What Does Nutrient Dense Mean?
Nutrient-dense foods are rich in vitamins, minerals and other nutrients important to our health. They also don’t have too much saturated fat, added sugars and/or sodium. Nutrient density is the amount of nutrients you get for the calories consumed. Research suggests that the standard American diet is energy-rich and nutrient-poor. When we say energy, we mean calories. And “empty calories” are in foods that provide a lot of calories without much nutritional value.
For a nutrient-dense and heart-healthy dietary pattern:
- Eat a variety of fruit and vegetables.
- Eat whole grains.
- Include healthy sources of protein, mostly from plant sources (legumes and nuts), fish and seafood, fat-free or low-fat dairy, lean cuts of unprocessed meat and skinless poultry.
- Eat nuts and legumes.
- Limit red and processed meats, sodium, added sugars and alcohol.
One of the tools you can use to choose more nutrient-dense foods is the American Heart Association’s Heart-Check mark. When you see the mark, you can be confident the product aligns with our recommendations for an overall healthy eating pattern. The Heart-Check mark considers beneficial nutrients as well as nutrients you should limit, making it quick and easy for you to make a healthy choice.

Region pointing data
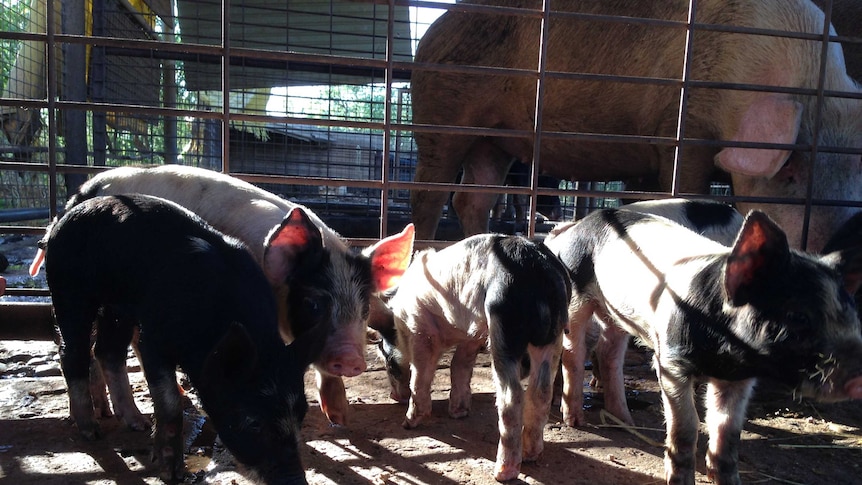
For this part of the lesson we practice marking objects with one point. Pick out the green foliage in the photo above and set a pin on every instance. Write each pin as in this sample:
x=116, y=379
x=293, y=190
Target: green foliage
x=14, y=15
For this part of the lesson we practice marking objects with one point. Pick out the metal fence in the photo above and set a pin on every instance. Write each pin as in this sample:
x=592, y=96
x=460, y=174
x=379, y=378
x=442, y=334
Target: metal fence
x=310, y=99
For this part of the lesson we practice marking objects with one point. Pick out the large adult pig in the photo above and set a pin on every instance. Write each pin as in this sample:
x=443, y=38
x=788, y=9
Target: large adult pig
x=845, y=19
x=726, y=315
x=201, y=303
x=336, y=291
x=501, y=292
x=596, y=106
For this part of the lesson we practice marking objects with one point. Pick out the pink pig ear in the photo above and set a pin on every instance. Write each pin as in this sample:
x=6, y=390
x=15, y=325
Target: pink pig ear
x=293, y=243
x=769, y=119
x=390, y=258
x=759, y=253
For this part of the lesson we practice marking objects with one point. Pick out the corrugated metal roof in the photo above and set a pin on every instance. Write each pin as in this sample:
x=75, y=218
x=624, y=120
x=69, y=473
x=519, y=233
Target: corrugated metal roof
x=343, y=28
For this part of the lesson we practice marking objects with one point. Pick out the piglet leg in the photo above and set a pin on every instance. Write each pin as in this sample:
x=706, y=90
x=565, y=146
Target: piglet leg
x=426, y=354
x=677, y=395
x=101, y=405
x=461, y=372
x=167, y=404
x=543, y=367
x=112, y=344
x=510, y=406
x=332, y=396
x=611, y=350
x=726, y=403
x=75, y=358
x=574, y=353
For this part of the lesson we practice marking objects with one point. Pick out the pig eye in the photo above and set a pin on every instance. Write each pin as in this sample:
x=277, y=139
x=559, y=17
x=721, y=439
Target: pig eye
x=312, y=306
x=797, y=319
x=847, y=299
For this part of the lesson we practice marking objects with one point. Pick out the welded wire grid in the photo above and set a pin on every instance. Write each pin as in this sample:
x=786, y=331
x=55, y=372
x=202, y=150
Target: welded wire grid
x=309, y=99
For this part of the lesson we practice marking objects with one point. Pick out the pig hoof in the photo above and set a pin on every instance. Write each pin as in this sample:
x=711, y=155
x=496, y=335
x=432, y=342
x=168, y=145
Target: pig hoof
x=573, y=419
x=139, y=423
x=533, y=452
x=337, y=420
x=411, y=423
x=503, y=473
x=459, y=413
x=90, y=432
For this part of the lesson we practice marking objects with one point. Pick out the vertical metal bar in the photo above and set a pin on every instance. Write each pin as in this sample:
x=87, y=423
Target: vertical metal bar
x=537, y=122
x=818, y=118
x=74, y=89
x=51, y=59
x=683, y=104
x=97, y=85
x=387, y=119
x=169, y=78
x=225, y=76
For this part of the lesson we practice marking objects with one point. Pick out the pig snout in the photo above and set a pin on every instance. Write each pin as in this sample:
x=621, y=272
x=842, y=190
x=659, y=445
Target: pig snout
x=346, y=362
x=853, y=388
==
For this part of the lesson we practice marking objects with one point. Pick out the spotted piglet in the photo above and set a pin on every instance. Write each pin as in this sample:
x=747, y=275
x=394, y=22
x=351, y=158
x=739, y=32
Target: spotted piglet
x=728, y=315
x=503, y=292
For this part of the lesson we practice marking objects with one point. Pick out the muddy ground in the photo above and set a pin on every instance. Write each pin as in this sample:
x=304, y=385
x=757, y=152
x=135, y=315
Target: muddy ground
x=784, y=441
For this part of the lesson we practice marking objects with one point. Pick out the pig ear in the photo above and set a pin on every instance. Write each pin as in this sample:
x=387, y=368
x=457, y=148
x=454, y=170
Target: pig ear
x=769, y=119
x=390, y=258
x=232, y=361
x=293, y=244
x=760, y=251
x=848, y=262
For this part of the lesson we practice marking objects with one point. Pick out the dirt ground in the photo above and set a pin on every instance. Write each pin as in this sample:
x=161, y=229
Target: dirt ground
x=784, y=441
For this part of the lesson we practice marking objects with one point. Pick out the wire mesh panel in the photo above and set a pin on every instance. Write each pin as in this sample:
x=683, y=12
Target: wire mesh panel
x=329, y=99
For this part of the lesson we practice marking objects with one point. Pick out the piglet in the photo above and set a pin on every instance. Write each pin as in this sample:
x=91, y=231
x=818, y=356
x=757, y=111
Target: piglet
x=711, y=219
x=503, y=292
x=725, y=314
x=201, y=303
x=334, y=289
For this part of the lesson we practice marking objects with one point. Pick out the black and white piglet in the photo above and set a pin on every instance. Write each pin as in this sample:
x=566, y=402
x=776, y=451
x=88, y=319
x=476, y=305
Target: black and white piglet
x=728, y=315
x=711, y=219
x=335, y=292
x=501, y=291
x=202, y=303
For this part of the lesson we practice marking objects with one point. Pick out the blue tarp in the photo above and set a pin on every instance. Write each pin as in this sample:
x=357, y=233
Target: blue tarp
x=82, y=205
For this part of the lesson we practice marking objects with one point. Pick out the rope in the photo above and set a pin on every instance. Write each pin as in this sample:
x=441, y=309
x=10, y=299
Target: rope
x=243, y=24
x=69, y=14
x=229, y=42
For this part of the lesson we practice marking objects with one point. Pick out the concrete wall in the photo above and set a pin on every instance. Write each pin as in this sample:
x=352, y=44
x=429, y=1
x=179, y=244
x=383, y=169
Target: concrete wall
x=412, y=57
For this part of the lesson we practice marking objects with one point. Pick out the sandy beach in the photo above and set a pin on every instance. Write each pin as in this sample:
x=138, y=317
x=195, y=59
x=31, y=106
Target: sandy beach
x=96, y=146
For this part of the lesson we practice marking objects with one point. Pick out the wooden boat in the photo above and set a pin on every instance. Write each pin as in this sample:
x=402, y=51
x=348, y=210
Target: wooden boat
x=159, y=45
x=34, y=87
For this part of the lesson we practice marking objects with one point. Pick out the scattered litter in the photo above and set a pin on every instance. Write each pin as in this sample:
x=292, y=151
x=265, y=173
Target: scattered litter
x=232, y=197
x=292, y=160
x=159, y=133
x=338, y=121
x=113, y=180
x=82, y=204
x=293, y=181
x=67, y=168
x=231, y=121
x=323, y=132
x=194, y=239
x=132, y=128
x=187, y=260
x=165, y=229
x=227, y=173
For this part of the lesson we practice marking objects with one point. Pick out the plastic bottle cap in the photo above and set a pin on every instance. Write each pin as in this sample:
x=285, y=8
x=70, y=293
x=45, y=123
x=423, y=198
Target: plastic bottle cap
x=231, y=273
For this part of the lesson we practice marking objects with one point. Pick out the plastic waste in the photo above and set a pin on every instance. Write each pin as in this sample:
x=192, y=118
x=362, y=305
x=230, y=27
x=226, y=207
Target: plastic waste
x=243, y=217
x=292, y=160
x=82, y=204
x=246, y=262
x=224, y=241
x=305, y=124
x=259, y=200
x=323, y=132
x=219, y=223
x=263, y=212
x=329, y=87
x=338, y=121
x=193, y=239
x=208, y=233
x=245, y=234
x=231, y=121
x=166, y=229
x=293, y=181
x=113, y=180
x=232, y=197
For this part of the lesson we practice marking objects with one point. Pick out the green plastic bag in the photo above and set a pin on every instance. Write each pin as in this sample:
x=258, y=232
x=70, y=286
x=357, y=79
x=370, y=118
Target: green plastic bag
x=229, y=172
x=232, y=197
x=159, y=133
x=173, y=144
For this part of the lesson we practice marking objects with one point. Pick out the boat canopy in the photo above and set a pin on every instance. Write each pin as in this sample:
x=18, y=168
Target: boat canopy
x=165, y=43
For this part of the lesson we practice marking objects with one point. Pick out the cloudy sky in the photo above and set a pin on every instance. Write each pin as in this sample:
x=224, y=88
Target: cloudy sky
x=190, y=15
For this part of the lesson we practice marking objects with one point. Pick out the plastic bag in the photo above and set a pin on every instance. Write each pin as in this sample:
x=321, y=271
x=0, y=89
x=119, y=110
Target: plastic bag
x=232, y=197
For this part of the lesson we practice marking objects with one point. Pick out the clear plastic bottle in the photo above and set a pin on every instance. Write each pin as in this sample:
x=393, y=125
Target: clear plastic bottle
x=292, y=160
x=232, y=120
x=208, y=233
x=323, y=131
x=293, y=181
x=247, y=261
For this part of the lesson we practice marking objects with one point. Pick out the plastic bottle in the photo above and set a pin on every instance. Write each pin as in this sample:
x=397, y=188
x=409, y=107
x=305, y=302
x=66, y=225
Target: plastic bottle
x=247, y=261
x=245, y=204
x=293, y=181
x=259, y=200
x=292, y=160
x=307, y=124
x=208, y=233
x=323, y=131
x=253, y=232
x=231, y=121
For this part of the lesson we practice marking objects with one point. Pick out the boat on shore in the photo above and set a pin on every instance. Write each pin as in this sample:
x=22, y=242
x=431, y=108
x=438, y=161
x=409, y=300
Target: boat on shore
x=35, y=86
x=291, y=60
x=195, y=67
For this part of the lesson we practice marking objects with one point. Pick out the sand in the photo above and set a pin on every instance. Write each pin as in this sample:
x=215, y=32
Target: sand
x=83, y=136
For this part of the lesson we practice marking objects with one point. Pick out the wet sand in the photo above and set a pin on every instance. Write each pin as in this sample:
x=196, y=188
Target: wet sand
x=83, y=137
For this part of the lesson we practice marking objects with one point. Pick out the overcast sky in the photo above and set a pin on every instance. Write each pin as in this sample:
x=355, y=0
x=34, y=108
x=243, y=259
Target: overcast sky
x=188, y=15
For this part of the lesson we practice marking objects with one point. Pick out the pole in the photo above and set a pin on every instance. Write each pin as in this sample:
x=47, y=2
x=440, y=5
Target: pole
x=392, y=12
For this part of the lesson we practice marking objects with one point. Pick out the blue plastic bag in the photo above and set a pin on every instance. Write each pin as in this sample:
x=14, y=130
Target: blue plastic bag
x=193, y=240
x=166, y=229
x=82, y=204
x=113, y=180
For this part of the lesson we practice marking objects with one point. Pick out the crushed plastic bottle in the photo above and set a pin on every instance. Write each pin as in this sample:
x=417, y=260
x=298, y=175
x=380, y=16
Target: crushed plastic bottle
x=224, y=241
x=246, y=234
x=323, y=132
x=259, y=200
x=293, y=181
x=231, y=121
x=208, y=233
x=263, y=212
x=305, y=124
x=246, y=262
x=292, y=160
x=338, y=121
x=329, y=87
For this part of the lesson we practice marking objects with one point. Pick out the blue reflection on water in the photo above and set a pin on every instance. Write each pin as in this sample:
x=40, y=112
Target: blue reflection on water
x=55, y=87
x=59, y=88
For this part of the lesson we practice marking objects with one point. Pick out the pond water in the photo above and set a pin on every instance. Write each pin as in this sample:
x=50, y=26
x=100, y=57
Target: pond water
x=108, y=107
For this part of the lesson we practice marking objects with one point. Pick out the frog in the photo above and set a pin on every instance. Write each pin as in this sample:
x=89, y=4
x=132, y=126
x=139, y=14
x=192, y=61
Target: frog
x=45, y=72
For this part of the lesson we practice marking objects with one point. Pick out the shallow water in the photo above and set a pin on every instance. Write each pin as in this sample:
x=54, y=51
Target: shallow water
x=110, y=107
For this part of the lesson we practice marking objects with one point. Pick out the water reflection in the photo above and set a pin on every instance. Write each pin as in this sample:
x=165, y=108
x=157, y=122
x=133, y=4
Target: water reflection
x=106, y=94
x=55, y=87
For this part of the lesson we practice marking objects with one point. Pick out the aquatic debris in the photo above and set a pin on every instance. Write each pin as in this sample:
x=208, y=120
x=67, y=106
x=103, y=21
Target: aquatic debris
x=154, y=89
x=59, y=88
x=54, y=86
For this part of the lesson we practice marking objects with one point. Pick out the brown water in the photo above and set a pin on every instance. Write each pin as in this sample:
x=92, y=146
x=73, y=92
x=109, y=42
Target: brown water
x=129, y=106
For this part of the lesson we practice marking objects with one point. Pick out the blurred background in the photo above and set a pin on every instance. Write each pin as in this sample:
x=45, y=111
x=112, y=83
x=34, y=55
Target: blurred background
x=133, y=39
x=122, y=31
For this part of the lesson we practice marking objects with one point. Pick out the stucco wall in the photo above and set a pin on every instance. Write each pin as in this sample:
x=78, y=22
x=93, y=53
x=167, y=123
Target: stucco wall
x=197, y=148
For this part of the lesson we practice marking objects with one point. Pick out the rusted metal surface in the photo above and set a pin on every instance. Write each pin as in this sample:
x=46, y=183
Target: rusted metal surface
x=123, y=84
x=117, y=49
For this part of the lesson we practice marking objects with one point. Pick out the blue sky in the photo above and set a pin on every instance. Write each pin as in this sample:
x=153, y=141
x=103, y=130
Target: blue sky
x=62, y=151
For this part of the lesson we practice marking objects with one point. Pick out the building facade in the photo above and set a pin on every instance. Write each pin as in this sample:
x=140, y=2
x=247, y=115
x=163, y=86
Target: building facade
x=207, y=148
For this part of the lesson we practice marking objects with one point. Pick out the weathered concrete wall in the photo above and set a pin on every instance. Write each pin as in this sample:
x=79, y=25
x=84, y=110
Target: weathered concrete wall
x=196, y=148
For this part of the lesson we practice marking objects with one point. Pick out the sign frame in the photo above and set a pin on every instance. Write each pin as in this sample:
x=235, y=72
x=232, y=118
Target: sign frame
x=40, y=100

### WHAT YOU WILL DO
1. In the text on nutrient-dense foods, reproduce the passage from "- Include healthy" up to and including "a healthy choice.", substituting "beans" for each occurrence of "legumes".
2. Summarize the text on nutrient-dense foods in two sentences.
3. Extend the text on nutrient-dense foods with a further paragraph that follows on from its final sentence.

### RESPONSES IN ORDER
1.
- Include healthy sources of protein, mostly from plant sources (beans and nuts), fish and seafood, fat-free or low-fat dairy, lean cuts of unprocessed meat and skinless poultry.
- Eat nuts and beans.
- Limit red and processed meats, sodium, added sugars and alcohol.
One of the tools you can use to choose more nutrient-dense foods is the American Heart Association’s Heart-Check mark. When you see the mark, you can be confident the product aligns with our recommendations for an overall healthy eating pattern. The Heart-Check mark considers beneficial nutrients as well as nutrients you should limit, making it quick and easy for you to make a healthy choice.

2. Nutrient-dense foods are rich in vitamins, minerals and other nutrients without too much saturated fat, added sugars or sodium, and a nutrient-dense, heart-healthy pattern includes fruit, vegetables, whole grains, healthy proteins, nuts and legumes while limiting red and processed meats, sodium, added sugars and alcohol. The American Heart Association's Heart-Check mark helps people choose such foods by identifying products that align with its recommendations for an overall healthy eating pattern.

3.
When a Heart-Check certified option isn’t available, read and compare Nutrition Facts labels and choose the best option. For example: Let’s say you’re looking at the Nutrition Facts labels of two packages of bread to decide which one is the healthier choice. The white bread has about 80 calories per slice, but few vitamins and minerals. The whole-grain version has about the same number of calories, but more protein, three times the magnesium, and more than double the fiber, potassium, vitamin B6 and zinc. The nutrition information shows that the whole-grain option is the more nutrient-dense choice.
How to Add Nutrient-Dense Foods to Your Healthy Eating Plan
Sometimes it only takes a small shift to make a more nutrient-dense choice. Here’s how you can get started:
- Switch from white bread, rice and pasta to whole-grain pasta, whole-wheat bread and brown rice.
- Instead of a dollop of full-fat sour cream on your chili or baked potato, try fat-free or low-fat plain Greek yogurt.
- When adding toppings to pizza, stuffing tacos or piling up sandwiches, add an additional veggie instead of extra meat or cheese.
By making some simple swaps in your favorite recipes, you can easily boost the nutrient density of your family’s meals and snacks.
What about snacks?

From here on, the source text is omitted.